• _SHORT PROBLEM_: Repeat the listing below word for word, from the line with "highlight black tire" to the line with "[868,316,1344,655]", including both of those lines. Leave the pictures out.

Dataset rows
• • • • • • •
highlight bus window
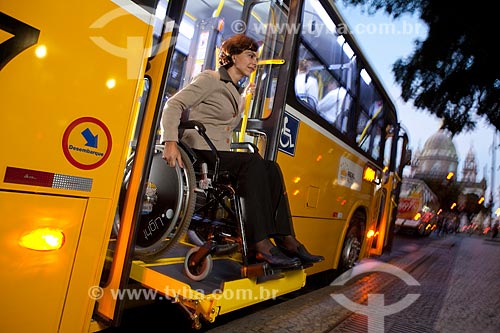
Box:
[246,1,288,119]
[356,69,385,160]
[295,0,356,133]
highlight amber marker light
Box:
[106,79,116,89]
[19,228,64,251]
[363,166,377,182]
[35,45,47,59]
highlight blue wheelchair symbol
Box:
[278,112,300,156]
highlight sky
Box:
[337,1,500,207]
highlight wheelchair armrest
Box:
[179,120,220,182]
[179,120,206,135]
[231,142,259,153]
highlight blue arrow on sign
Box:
[82,128,97,148]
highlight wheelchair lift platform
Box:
[130,243,306,327]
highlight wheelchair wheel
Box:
[134,147,196,260]
[184,246,213,281]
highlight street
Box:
[100,233,500,333]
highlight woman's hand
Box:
[243,82,255,96]
[163,141,184,168]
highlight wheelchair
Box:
[122,121,281,281]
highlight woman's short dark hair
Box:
[219,34,259,68]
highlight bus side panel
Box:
[0,192,87,333]
[0,1,151,198]
[59,198,114,333]
[277,109,374,274]
[0,0,152,332]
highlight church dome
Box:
[421,130,458,160]
[415,130,458,179]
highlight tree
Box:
[343,0,500,135]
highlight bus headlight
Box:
[19,228,64,251]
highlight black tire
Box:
[134,147,196,261]
[338,212,365,272]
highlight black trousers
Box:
[195,150,294,243]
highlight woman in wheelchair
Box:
[162,34,324,268]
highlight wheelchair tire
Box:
[134,147,196,261]
[339,212,365,272]
[184,246,213,281]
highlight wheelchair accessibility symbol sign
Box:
[278,112,300,156]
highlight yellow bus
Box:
[0,0,407,333]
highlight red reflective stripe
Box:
[3,167,54,187]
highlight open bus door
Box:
[369,124,411,255]
[97,0,305,327]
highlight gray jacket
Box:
[162,68,243,151]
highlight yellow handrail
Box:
[238,58,285,142]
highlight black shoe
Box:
[281,244,325,264]
[255,247,301,268]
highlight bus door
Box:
[237,0,292,159]
[120,0,305,325]
[370,124,411,255]
[92,0,182,330]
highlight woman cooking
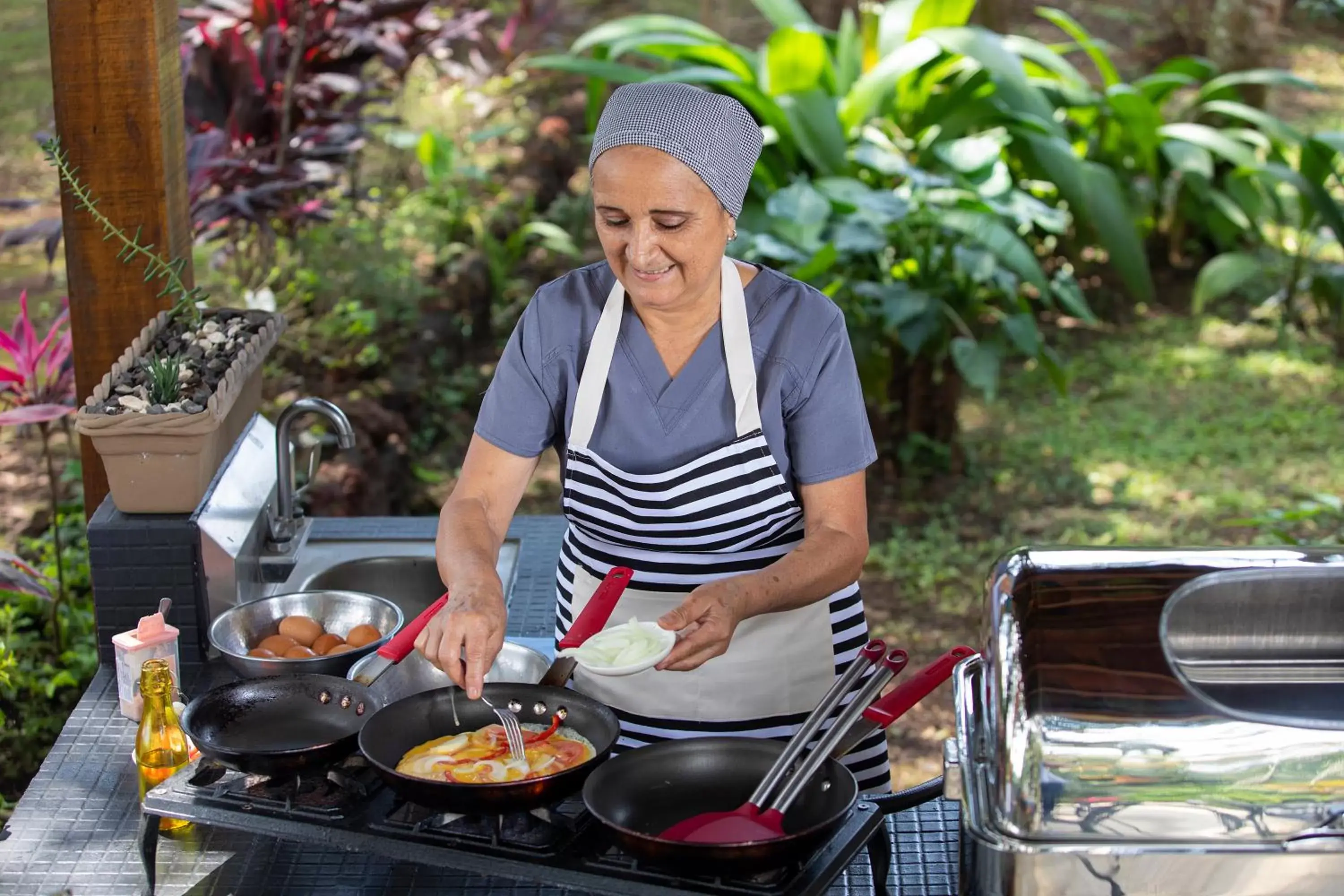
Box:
[415,83,890,791]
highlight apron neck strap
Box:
[569,255,761,451]
[719,255,761,438]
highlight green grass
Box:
[0,0,55,196]
[868,316,1344,655]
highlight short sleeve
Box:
[784,308,878,485]
[476,297,559,457]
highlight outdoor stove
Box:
[140,754,892,896]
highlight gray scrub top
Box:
[476,261,878,489]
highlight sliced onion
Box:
[559,618,663,668]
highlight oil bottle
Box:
[136,659,190,830]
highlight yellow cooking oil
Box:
[136,659,191,830]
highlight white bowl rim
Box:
[573,619,676,678]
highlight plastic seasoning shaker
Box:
[112,600,181,721]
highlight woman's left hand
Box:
[655,576,750,672]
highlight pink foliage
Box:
[0,292,75,426]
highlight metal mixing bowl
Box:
[345,641,551,705]
[208,591,405,678]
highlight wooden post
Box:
[47,0,192,516]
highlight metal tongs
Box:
[659,638,909,844]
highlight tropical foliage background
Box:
[0,0,1344,801]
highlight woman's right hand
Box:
[415,582,508,700]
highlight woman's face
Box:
[593,146,732,317]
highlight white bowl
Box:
[574,622,676,678]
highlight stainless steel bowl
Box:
[208,591,405,678]
[345,641,551,705]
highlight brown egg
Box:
[280,616,323,647]
[345,625,383,647]
[257,634,297,657]
[308,633,345,655]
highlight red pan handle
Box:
[560,567,634,650]
[863,646,976,728]
[878,641,910,678]
[378,594,448,662]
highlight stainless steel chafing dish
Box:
[945,548,1344,896]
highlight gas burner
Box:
[179,755,380,819]
[371,802,594,854]
[140,755,891,896]
[587,845,802,893]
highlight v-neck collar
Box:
[617,267,766,433]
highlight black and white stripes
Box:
[555,433,890,790]
[555,258,891,791]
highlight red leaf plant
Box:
[0,292,75,426]
[180,0,491,241]
[0,292,75,642]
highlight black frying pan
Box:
[583,647,973,877]
[583,737,859,877]
[359,681,621,814]
[181,674,383,778]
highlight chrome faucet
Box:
[269,398,355,549]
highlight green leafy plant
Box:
[145,355,181,405]
[42,137,206,327]
[1224,493,1344,544]
[1192,133,1344,358]
[1027,7,1314,263]
[531,0,1153,300]
[739,134,1094,470]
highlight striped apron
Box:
[555,258,891,793]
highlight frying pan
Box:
[181,595,448,778]
[359,681,621,814]
[359,567,633,814]
[583,649,984,877]
[181,673,383,778]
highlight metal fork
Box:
[481,694,526,762]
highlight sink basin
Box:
[286,541,517,623]
[302,557,444,622]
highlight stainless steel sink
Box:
[276,541,519,622]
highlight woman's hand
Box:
[655,576,751,672]
[427,435,536,700]
[655,471,868,672]
[415,583,508,700]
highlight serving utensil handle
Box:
[378,592,448,662]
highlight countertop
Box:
[0,520,958,896]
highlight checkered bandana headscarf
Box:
[589,82,762,218]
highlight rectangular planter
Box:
[75,312,285,513]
• • • • • • •
• _EXERCISE RESPONSE_:
highlight black tire
Box:
[134,147,196,261]
[338,212,365,272]
highlight black trousers
Box:
[195,150,294,243]
highlight woman in wheelchair
Box:
[162,34,324,268]
highlight wheelchair tire
Box:
[134,147,196,261]
[339,212,365,272]
[184,246,213,281]
highlight wheelchair accessibility symbol sign
Box:
[278,112,300,156]
highlight yellow bus
Box:
[0,0,407,333]
highlight red reflective stripe
Box:
[3,167,54,187]
highlight open bus door
Box:
[369,124,411,255]
[97,0,305,327]
highlight gray jacket
Box:
[162,68,243,151]
highlight yellow handrail
Box:
[238,58,285,142]
highlight black shoe
Box:
[281,244,325,264]
[255,247,301,268]
highlight bus door
Box:
[237,0,292,159]
[120,0,305,325]
[370,124,411,255]
[92,0,182,330]
highlight woman cooking
Box:
[415,83,890,791]
highlight apron neck strap
Box:
[569,255,761,451]
[719,255,761,438]
highlight green grass
Box:
[0,0,55,196]
[868,316,1344,655]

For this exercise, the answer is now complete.